== Entries ==
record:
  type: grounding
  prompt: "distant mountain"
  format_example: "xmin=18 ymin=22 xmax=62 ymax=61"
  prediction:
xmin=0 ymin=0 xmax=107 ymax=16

== Task description ==
Copy these rows again word for word.

== Complete output ==
record:
  type: grounding
  prompt: "distant mountain"
  format_example: "xmin=18 ymin=22 xmax=62 ymax=61"
  prediction:
xmin=0 ymin=0 xmax=107 ymax=16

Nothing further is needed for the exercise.